■ SOURCE TEXT ■

Is science political? Scholars who study the practice of science and the social impacts of science and technology have long recognized that science does have political dimensions. Research in biology impacts how we define and value people. Basic research in physics and chemistry has led both to helpful new products and serious threats to human health and wellbeing. The findings of climate science may contribute to the reshaping of economies and day to day life for billions globally. On the technical side, Melvin Kranzberg’s enigmatic statement highlights a key problem for our times: “Technology is neither good nor bad; nor is it neutral.” But what effects do technologies have? And what is our responsibility as scholars and researchers to analyze them, and to extend our voices outside the office, lab, or classroom, directly into political debates? How do we square science’s political dimensions with the necessity that it not be partisan?

[Collected data]
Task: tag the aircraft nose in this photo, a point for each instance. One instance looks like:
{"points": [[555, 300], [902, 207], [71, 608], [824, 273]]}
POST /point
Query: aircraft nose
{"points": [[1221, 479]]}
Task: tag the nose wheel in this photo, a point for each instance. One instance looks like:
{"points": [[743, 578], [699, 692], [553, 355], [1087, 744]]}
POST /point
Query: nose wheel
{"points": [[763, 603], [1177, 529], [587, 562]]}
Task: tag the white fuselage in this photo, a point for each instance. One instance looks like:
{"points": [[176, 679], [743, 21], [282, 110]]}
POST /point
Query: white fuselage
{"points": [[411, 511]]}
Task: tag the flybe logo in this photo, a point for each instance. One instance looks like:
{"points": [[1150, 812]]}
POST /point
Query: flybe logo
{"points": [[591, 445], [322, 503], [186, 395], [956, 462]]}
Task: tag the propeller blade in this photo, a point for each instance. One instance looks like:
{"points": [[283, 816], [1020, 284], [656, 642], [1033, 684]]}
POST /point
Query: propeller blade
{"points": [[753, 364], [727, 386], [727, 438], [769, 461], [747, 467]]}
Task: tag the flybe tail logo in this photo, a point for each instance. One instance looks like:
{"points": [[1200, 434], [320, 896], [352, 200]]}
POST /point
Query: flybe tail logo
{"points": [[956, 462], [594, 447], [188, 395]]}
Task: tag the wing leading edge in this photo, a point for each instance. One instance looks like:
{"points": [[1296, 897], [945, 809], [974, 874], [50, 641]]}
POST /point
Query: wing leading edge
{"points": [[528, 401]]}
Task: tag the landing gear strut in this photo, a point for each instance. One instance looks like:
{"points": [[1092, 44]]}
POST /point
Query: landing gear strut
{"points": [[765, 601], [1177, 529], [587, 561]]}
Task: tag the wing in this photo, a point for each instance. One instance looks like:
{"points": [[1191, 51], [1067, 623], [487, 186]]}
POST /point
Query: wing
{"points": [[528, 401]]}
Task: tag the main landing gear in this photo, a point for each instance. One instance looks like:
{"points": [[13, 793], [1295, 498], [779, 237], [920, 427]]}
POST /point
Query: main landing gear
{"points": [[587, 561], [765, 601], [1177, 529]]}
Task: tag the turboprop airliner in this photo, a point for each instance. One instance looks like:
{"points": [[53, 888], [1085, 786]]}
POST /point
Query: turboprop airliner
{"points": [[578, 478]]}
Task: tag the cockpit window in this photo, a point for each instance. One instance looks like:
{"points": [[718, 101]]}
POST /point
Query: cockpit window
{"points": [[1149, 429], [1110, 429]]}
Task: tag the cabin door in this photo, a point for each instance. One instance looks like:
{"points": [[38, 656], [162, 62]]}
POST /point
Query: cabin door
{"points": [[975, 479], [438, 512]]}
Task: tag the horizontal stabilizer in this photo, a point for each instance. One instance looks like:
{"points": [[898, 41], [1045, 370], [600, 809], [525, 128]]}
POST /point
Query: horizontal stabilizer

■ EXERCISES ■
1. In the passage on science and politics, what does Melvin Kranzberg's statement say about technology?
2. List every field of scientific research that the passage on science and politics names.
3. Write the next part of the passage on science and politics, picking up after its final sentence.
The collected items have nothing to do with the work here.

■ ANSWERS TO THIS EXERCISE ■
1. "Technology is neither good nor bad; nor is it neutral."

2. Biology, physics, chemistry, climate science

3.
In this Science and Society Carnival we make these big questions approachable through a variety of games, interactive activities, an art installation, and conversational breakout sessions and micro-talks. Among topics covered will be gender in science; food production, climate, and environmental justice; privacy and security issues in information technology; interpreting news and “data”; and the funding structure of research. Visitors will leave with new tools and resources for thinking about science and society and evaluating debates about science occurring around us today.
Right now it looks like we will have a booth in the Stata lobby and/or a classroom. This information is approximate and will be updated as it changes.